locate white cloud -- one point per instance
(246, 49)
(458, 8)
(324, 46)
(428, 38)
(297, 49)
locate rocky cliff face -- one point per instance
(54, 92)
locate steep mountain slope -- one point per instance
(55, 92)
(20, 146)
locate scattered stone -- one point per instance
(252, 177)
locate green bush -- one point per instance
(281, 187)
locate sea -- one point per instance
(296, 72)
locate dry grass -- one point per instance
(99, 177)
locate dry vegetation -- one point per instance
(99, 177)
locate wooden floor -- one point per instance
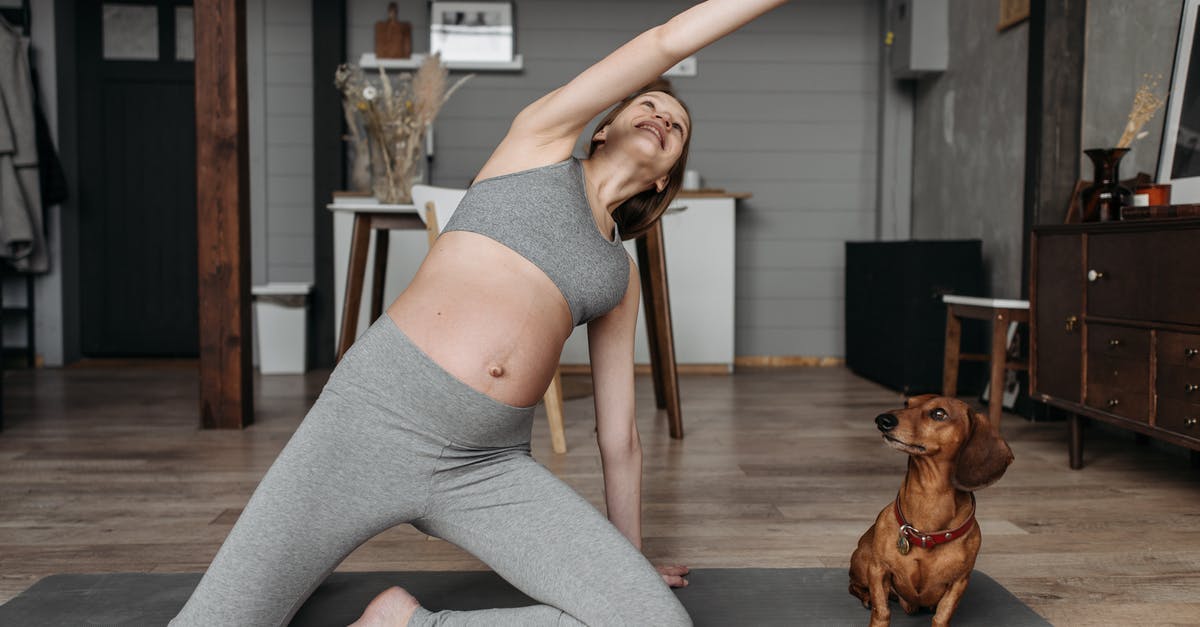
(103, 470)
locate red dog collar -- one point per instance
(927, 541)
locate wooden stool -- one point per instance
(1001, 312)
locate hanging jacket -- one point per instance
(22, 236)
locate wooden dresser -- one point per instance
(1115, 327)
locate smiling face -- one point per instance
(665, 159)
(653, 127)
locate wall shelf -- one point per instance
(369, 61)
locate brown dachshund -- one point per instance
(923, 545)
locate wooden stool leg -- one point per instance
(553, 400)
(360, 240)
(378, 273)
(997, 359)
(951, 360)
(653, 268)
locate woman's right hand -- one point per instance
(675, 575)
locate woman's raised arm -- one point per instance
(556, 119)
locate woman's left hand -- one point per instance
(675, 575)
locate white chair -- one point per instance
(436, 205)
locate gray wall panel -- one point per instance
(286, 138)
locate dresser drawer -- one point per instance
(1125, 374)
(1179, 348)
(1180, 417)
(1117, 342)
(1179, 382)
(1119, 386)
(1175, 282)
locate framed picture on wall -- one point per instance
(1179, 161)
(472, 31)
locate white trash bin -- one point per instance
(281, 316)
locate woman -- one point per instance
(426, 419)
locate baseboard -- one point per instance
(645, 369)
(725, 369)
(785, 360)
========
• _About this exercise_
Here the job is to print all the entries above exactly, minus the images.

• _Your solution_
locate white cloud -- one point per instance
(246, 49)
(458, 8)
(324, 46)
(428, 38)
(297, 49)
locate rocky cliff face -- one point per instance
(54, 92)
locate steep mountain slope -- one point per instance
(55, 92)
(20, 146)
locate scattered stone -- one point per instance
(252, 177)
locate green bush -- one point per instance
(281, 187)
locate sea -- one point per instance
(296, 72)
locate dry grass -- one point per instance
(99, 177)
locate dry vegetation -- one point per instance
(99, 177)
locate wooden floor -- one point per instance
(103, 470)
locate red dog collar -- one point per instance
(927, 541)
locate wooden stool -- one point per instance
(1001, 312)
locate hanging jacket -- one point per instance
(22, 236)
locate wooden dresser -- one point per instance
(1115, 327)
locate smiling face -- one point per instance
(665, 159)
(653, 127)
locate wall shelf -- one point per instance
(369, 61)
locate brown dachshund -- one point per instance
(923, 545)
locate wooden stool leg -- one point per instance
(553, 400)
(360, 240)
(378, 273)
(997, 359)
(951, 360)
(653, 268)
locate woman's right hand -- one point per instance
(675, 575)
locate woman's raised arm -- one point per instance
(556, 119)
locate woman's left hand -- one point per instance
(675, 575)
locate white chair -- one point per instance
(436, 205)
locate gray wall panel -- one point per instance
(286, 138)
locate dresser drawer -- one point per instance
(1125, 374)
(1179, 348)
(1180, 417)
(1117, 342)
(1179, 382)
(1119, 386)
(1175, 282)
locate framed picture on wall -- one point per instance
(1179, 161)
(472, 31)
locate white trash bin -- one point per instance
(281, 316)
locate woman -- one point per instance
(426, 419)
locate baseboard -- one point per instance
(645, 369)
(725, 369)
(785, 360)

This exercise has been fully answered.